§ What you need to do: Rewrite the material between the lines holding "of train roof." and "[0,19,474,93]", inclusive, as a two-column CSV with the columns request and boxes. Make one row per request, put the request text and its answer each in a single quoted field, and turn any line breaks into spaces.

(Object detection data)
************

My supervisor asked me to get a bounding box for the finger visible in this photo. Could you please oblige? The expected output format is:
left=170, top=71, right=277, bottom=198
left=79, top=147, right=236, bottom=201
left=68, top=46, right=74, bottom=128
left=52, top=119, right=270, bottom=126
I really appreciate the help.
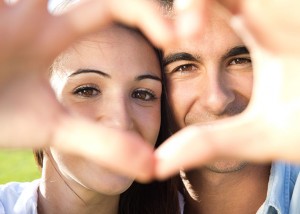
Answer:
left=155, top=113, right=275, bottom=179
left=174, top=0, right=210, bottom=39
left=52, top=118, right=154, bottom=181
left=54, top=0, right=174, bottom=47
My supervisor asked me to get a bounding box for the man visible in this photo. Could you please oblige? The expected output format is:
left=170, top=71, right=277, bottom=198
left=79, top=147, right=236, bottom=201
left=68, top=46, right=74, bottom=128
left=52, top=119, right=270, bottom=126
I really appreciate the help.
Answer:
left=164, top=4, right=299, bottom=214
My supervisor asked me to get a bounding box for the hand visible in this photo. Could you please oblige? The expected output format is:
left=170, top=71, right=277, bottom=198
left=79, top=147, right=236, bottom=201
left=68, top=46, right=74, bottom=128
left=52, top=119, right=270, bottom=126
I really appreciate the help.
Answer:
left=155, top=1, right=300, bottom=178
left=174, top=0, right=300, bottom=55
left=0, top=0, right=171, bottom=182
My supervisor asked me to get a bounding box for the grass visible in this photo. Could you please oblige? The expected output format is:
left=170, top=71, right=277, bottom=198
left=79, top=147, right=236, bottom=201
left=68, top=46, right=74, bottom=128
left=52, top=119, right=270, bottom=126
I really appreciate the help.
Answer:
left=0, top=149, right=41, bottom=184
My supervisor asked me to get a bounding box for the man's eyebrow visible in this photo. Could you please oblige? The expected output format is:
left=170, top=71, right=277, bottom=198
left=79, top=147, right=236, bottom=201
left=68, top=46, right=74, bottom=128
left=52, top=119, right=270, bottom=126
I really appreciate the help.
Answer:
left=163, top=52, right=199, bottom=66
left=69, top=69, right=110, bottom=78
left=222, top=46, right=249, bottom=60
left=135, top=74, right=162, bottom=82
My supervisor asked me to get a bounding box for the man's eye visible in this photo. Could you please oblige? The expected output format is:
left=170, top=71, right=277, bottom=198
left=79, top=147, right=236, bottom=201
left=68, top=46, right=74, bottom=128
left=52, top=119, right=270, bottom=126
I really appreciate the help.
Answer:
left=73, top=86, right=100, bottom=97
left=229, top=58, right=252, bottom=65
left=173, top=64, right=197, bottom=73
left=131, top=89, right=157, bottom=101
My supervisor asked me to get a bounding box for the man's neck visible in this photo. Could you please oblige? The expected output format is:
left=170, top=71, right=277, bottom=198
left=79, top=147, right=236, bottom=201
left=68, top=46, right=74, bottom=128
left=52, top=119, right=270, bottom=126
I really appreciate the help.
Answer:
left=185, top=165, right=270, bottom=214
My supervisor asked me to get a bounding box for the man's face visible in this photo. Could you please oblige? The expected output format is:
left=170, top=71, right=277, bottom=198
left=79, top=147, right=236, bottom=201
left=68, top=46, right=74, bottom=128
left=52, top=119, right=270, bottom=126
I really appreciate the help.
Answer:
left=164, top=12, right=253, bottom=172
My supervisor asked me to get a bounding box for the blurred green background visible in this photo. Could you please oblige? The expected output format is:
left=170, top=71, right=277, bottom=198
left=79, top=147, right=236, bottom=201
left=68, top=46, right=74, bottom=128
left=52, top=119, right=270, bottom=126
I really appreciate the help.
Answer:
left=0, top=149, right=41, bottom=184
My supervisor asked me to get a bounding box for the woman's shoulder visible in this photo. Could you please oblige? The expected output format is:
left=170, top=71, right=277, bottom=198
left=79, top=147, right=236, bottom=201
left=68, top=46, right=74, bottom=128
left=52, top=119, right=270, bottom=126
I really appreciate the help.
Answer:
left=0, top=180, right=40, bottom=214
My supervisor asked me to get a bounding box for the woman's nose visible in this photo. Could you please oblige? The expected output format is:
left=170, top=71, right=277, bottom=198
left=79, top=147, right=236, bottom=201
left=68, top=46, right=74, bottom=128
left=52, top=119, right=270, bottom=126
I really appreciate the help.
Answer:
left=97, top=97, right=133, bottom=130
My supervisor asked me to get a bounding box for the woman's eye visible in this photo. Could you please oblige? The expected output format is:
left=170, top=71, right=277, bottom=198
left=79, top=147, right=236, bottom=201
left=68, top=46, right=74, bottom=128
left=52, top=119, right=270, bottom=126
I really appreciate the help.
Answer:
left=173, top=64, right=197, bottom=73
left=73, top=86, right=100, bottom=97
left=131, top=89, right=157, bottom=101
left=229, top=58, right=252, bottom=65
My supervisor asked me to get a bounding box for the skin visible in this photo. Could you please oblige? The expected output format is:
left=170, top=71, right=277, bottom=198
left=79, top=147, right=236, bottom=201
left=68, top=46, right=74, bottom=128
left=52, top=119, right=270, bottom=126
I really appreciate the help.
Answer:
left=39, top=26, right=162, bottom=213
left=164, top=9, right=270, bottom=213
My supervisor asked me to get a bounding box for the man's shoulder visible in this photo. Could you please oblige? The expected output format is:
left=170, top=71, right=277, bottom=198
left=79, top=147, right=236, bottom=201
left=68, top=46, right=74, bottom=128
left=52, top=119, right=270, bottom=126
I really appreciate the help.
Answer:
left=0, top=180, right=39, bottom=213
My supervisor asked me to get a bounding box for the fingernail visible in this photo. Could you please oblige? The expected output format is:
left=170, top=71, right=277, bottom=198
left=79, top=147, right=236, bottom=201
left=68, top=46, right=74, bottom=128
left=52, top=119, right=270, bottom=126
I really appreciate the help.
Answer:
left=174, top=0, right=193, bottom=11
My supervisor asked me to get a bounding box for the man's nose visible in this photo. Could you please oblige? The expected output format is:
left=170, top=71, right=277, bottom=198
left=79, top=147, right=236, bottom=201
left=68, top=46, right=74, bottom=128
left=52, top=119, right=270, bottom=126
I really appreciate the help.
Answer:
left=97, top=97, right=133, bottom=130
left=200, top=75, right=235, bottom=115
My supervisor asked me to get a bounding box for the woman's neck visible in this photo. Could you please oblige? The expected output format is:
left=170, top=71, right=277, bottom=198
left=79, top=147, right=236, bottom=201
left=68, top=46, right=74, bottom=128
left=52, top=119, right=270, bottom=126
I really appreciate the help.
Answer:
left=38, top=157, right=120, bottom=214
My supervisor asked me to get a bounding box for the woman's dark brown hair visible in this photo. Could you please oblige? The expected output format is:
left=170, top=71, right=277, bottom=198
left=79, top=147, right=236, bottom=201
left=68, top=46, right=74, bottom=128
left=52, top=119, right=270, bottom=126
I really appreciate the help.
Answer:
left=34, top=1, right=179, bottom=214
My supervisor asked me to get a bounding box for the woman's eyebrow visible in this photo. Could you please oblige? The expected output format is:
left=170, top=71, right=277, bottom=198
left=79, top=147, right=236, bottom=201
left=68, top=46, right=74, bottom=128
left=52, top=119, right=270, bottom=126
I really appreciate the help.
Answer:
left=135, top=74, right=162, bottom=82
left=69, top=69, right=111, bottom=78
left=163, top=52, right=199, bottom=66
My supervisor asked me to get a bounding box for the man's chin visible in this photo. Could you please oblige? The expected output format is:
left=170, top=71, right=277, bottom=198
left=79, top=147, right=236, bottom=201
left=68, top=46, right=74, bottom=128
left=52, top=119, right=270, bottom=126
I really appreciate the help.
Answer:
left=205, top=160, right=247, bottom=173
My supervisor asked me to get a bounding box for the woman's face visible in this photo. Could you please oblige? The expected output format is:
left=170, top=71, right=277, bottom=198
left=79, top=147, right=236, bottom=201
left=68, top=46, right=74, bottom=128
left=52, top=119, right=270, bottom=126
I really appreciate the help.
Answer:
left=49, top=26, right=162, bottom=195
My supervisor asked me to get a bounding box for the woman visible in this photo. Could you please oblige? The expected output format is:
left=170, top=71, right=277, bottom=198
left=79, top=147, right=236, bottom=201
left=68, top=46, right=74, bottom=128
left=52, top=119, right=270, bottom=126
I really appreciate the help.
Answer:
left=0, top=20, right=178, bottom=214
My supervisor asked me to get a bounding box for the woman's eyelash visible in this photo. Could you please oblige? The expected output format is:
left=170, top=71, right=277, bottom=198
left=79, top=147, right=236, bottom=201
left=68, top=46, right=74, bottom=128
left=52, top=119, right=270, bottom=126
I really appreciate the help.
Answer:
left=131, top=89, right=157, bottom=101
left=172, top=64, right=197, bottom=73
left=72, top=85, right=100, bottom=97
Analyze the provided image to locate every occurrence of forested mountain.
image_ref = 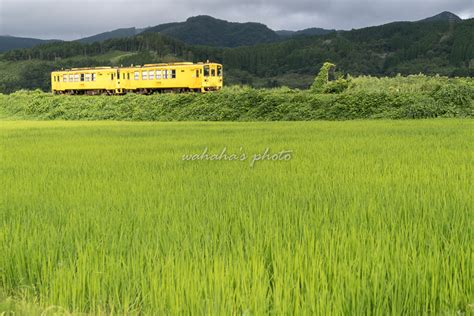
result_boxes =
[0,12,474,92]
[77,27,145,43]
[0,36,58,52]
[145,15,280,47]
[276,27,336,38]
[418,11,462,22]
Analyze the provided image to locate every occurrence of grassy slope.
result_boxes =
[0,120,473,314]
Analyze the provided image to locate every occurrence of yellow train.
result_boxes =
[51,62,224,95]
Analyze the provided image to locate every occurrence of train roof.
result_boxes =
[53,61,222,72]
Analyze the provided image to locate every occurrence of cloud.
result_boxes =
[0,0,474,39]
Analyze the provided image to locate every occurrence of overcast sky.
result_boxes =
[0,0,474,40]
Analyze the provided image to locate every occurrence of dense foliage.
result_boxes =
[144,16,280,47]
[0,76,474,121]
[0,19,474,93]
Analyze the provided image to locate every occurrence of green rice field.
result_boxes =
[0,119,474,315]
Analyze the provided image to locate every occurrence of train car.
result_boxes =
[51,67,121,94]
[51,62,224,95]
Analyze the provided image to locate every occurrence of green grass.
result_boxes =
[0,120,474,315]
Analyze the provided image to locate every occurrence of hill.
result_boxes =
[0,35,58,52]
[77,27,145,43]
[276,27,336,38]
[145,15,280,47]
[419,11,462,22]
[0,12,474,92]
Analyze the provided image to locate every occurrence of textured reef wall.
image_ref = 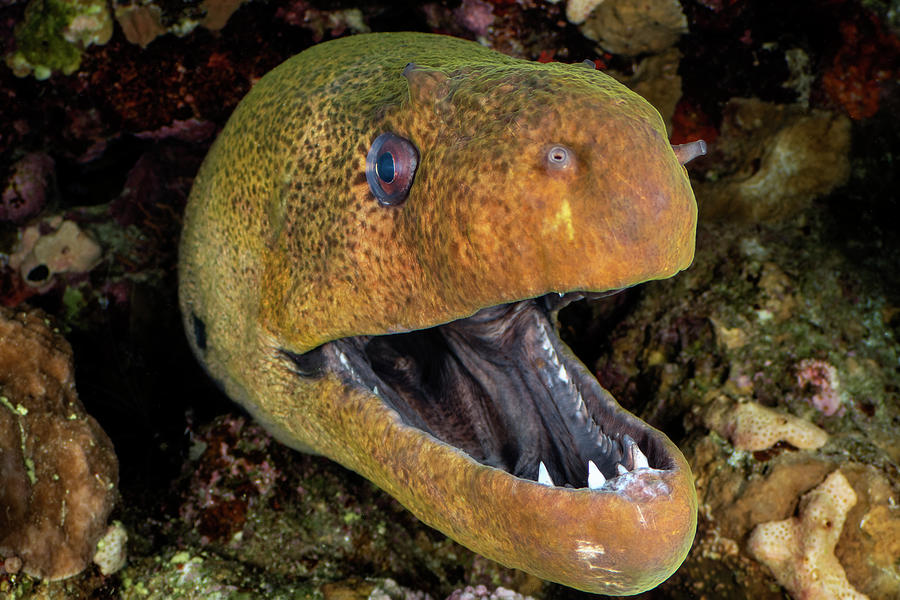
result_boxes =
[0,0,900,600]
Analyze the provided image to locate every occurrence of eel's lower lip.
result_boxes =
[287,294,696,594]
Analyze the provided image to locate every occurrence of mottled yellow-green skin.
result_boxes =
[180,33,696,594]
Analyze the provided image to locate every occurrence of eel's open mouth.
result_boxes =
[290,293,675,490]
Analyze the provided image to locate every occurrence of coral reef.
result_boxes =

************

§ Output for this task:
request,boxes
"Analyze the provided image to locate every occurrence of train roof. result_boxes =","[53,61,222,72]"
"Analyze the provided image to locate every occurrence of cloud. result_boxes =","[0,0,474,39]"
"Analyze the provided image to locate every occurrence of overcast sky. result_boxes =","[0,0,474,40]"
"Analyze the provided image to locate every occurrence of dense foliage. result_boxes =","[144,16,280,47] [0,76,474,121] [0,19,474,93]"